:: DATA FOR PROCESSING ::
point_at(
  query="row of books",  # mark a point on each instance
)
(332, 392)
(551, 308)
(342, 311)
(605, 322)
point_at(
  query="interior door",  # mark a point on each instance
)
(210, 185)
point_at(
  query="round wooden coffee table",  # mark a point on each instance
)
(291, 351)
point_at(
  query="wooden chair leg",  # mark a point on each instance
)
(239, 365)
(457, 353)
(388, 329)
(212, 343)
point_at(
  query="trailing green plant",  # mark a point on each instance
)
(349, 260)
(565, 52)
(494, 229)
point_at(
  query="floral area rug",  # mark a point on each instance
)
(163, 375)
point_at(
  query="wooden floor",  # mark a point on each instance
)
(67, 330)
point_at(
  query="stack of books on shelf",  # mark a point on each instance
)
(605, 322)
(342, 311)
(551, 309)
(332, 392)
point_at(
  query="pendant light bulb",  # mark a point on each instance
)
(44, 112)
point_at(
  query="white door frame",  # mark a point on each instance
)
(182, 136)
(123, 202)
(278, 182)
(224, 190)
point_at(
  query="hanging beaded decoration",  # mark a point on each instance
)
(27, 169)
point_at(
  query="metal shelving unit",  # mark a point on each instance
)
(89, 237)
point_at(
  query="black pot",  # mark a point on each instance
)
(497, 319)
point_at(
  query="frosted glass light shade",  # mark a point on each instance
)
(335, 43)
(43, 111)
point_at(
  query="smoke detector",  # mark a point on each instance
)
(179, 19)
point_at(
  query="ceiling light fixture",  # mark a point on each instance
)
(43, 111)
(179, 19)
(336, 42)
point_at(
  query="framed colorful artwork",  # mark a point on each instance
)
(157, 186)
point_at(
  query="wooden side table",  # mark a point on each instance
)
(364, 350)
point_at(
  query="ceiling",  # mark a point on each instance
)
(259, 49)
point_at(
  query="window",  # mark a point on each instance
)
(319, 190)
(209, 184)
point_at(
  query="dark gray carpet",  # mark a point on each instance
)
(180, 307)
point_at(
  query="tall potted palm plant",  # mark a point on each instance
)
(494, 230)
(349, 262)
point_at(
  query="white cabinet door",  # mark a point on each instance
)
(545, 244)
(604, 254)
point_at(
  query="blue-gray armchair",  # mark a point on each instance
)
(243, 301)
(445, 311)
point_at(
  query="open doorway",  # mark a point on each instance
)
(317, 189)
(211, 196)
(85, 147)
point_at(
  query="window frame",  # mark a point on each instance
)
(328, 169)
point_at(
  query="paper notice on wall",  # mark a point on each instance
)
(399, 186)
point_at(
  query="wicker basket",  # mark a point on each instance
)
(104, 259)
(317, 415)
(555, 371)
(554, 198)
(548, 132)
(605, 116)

==

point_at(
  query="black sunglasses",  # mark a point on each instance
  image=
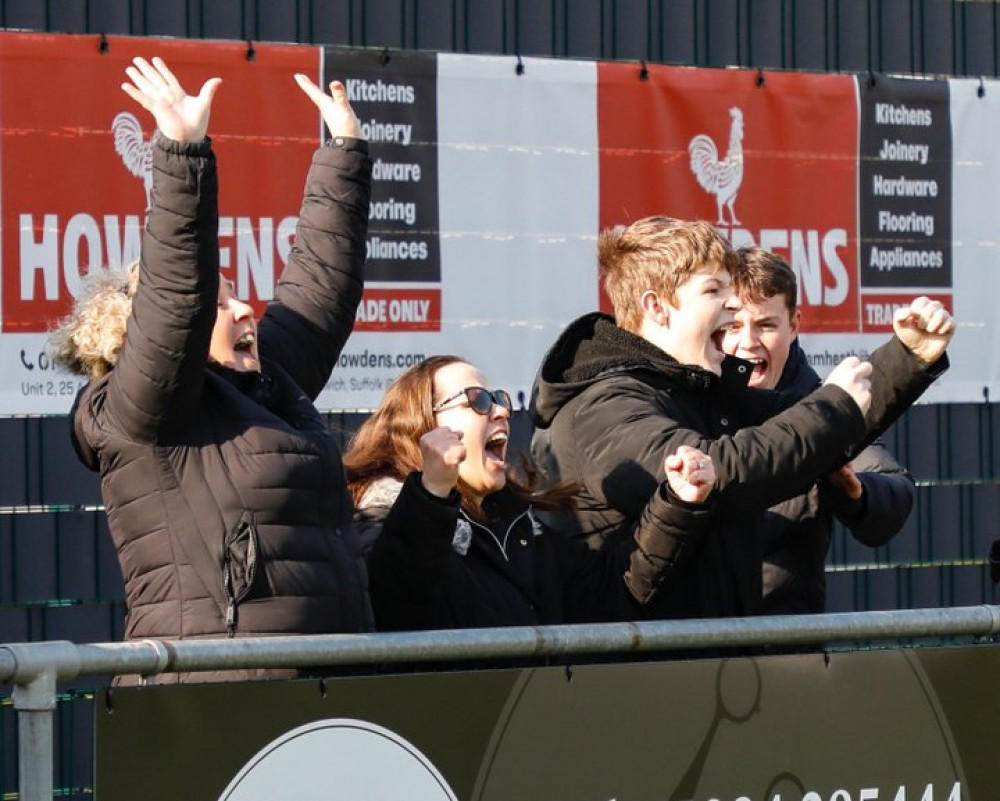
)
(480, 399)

==

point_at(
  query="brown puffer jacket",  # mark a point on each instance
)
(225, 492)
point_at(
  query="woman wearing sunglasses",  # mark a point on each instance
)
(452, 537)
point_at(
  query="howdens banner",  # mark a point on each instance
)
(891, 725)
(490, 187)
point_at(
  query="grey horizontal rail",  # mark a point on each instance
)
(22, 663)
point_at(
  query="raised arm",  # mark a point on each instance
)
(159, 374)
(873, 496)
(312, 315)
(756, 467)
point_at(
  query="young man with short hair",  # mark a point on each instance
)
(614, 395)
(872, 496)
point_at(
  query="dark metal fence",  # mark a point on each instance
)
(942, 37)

:: TASK STATEMENT ::
Pull out every line from the listing above that contains the word "books". Treat uppercase and lowercase as different.

:: FINISHED ANSWER ::
  query="row of books",  # mark a point on each instance
  query="stack of books on shelf",  # mark a point on each instance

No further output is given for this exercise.